◆ **Challenge**
Make a verbatim copy of the entries below; pictures stay out.

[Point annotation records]
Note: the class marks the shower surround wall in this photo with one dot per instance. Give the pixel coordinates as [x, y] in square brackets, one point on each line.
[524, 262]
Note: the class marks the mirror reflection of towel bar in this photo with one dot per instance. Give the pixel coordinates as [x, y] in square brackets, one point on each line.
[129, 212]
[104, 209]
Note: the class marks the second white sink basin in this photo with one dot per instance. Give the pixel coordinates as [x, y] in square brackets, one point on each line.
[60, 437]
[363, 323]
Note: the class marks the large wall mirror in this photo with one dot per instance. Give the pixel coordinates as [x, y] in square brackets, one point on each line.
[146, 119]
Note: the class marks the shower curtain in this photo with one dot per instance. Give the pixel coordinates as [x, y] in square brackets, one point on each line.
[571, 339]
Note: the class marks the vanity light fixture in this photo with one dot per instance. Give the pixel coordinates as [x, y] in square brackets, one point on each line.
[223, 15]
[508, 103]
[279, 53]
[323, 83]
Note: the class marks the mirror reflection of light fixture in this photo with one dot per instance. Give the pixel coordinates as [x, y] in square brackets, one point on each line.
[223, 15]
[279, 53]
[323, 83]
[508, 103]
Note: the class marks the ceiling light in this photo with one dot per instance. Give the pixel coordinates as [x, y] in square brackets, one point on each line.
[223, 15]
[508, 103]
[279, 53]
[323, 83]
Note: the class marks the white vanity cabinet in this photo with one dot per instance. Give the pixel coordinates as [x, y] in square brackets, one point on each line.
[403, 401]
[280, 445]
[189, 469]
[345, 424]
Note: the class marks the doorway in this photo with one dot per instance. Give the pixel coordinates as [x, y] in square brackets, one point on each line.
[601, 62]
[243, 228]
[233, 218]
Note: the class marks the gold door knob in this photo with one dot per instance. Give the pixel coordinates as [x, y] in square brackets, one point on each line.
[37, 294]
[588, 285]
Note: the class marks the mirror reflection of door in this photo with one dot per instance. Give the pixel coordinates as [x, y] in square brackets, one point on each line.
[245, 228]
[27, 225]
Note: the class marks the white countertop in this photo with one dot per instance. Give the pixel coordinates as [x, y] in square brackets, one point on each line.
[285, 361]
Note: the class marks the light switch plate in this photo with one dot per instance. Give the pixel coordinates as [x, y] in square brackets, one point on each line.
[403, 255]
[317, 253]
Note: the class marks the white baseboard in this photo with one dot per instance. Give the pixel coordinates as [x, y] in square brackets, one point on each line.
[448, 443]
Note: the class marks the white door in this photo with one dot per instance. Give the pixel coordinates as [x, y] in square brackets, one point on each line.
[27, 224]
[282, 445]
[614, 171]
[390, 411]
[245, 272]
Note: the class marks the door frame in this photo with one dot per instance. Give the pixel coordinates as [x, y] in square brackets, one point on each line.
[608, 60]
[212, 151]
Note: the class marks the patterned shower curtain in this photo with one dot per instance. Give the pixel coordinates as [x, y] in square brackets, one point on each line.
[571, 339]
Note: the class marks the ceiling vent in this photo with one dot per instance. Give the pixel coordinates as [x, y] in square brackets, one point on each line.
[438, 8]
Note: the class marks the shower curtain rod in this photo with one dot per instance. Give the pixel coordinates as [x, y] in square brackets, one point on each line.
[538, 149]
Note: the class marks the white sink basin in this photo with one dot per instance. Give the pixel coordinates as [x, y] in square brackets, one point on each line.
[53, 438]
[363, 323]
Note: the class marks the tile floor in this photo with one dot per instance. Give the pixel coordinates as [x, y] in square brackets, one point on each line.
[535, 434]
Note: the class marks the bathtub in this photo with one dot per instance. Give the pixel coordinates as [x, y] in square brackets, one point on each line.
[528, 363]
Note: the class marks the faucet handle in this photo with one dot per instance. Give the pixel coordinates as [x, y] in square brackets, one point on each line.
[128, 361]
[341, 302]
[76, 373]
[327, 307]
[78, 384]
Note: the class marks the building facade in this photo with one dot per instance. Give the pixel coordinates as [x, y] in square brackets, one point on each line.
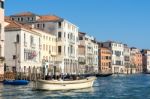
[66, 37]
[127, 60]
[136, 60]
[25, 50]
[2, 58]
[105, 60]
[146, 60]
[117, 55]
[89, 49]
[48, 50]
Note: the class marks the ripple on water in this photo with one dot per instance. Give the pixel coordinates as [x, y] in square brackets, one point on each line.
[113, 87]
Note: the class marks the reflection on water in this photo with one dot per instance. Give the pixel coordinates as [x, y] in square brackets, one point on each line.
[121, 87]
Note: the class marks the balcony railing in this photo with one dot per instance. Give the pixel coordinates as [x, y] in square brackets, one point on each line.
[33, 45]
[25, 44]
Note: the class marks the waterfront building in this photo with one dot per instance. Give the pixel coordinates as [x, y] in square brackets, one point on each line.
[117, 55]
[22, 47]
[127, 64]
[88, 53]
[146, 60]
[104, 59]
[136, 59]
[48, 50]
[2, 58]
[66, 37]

◆ **The answer**
Note: the class marks the shower surround wall in this photo with one dot per instance. Give the pixel coordinates as [x, y] in square brackets, one point on each line.
[524, 262]
Note: the class marks the mirror reflection of towel bar in this photo with one dot per instance. Give the pixel coordinates as [x, y] in square brackets, one point on each line.
[129, 212]
[104, 209]
Note: the class marks the second white sink basin in this photo with one dot per instance. Give the pixel coordinates as [x, y] in square brackets, one point on each line.
[60, 437]
[363, 323]
Note: the class marks the large wall mirror in this photo with one dot per instance. Give the pixel coordinates as [x, y] in square brackets, one point on each line.
[146, 119]
Note: the class marks the shower curtain in this photo with one dot per instance. Give the pixel coordinates as [x, y] in square brackets, one point on each line.
[571, 339]
Note: the class marks the vanity light fixture in this photo with one dot per instance. Give the pixel coordinates as [x, y] in square brackets, one point on each line.
[223, 15]
[508, 103]
[279, 53]
[323, 83]
Note: the class marks the mirror reflection of light fixture in this photo with one dot per instance. Give the pixel coordinates as [x, y] in square brackets, one point on each line.
[223, 15]
[279, 53]
[323, 83]
[508, 103]
Note: the class marks the ceiling light in this photo with one dot per instance. Give the pixel coordinates as [x, y] in square brackets, one point on each line.
[223, 15]
[508, 103]
[279, 53]
[323, 83]
Note: the class marks the white vanity cabinet in this photo with one dot per instance. Give the pixel coordinates as [x, y] in square brackets, one point on each line.
[403, 401]
[280, 445]
[189, 469]
[345, 424]
Note: the class marks the doorway in this photo with one dot per instance. Give the pixel coordinates as [x, y] in square brackets, one point on each line.
[601, 62]
[243, 228]
[233, 218]
Note: the class marks the gold door knob in this photo with one dot per instance. Give the pixel coordinates as [x, y] in square brackets, one point on each line.
[37, 294]
[588, 285]
Note: the class marks the mirror reflection of door in this photo with one dot per instance. Give the pixel coordinates as [x, y] in square brackets, one point on each line.
[245, 228]
[27, 225]
Note: the class marks the white countertop in this photo with one dot per instance. Give the pixel coordinates as [x, y] in square brackets, one point on each line.
[285, 361]
Note: the class marks the light switch plate in this photo with one dot per instance. Give the pixel coordinates as [x, y] in square brackets, one point on each line.
[403, 255]
[317, 253]
Note: the class marks the white baseboard in this photo with one dot per instance. Give the pixel coordinates as [x, y] in square brackets, one point on each line.
[448, 443]
Note: the class marks the white door in this photo with one dot per instance. Give the pixel coordinates as [x, y] in square brackets, one point on each line.
[27, 224]
[282, 445]
[614, 171]
[390, 411]
[245, 272]
Note: the class marks the door frame in this photo with one dot per instance. Give the pixel coordinates as [x, y] in square brackets, one point on each line.
[608, 60]
[212, 151]
Note: the class marks the patterned shower curtain in this photo with one dot per instance. Give the pixel coordinates as [x, y] in square brackets, one point on each line.
[571, 339]
Note: the class marks the ceiling vent in this photo with one dot per instance. Give the pixel coordinates as [x, y] in square brackets, one point on each line.
[438, 8]
Note: the class marks the shower curtain rod in this photo with one dot per instance. Give the pixel coordinates as [x, y] in square brackets, one point on each line.
[538, 149]
Note: the class marks the white sink basin in this photo with one dot per instance. Give the pixel coordinates as [x, y] in square brackets, one point on each line.
[53, 438]
[363, 323]
Note: the class marks the tile floor in this photo with one dot per instance. Give the pixel coordinates as [x, y] in square brackets, one point on each line.
[535, 434]
Note: the class marks the bathtub in this photo with one dot per instance. Give the pixel coordinates as [x, y] in square brackets, one point on each line.
[528, 363]
Note: the class marks the faucet handle in this photo with one dot per instance. Give the pixel coordinates as [x, y] in square brackets, one point on each line.
[128, 361]
[341, 302]
[76, 373]
[327, 307]
[78, 384]
Note: the class marks the building facade in this photo with one dot per instance. Give the pixel coordinates as [x, y] in square brackets, one point on each line.
[66, 37]
[127, 60]
[136, 60]
[25, 50]
[2, 58]
[105, 60]
[146, 60]
[117, 55]
[89, 49]
[48, 50]
Note: the class marks the ripple on water in this photo with one dot per instance. Give the pixel coordinates as [x, y] in square brackets, one point on each line.
[113, 87]
Note: the class marks the reflection on water in this photo with one dot per instance. Give the pixel coordinates as [x, y] in square brackets, one point on each line.
[121, 87]
Note: the class marks the balcony railing in this photo with one dot per instance. Give the pixel coordinates as [x, y] in square brackets, one point on each line.
[33, 45]
[25, 44]
Note: the class marks the waterfront building in this photo with one dot per instance. Give the pixel coordinates as [x, y] in square brackets, one point on each line.
[117, 55]
[22, 47]
[127, 64]
[88, 53]
[146, 60]
[104, 59]
[136, 59]
[48, 50]
[2, 58]
[66, 37]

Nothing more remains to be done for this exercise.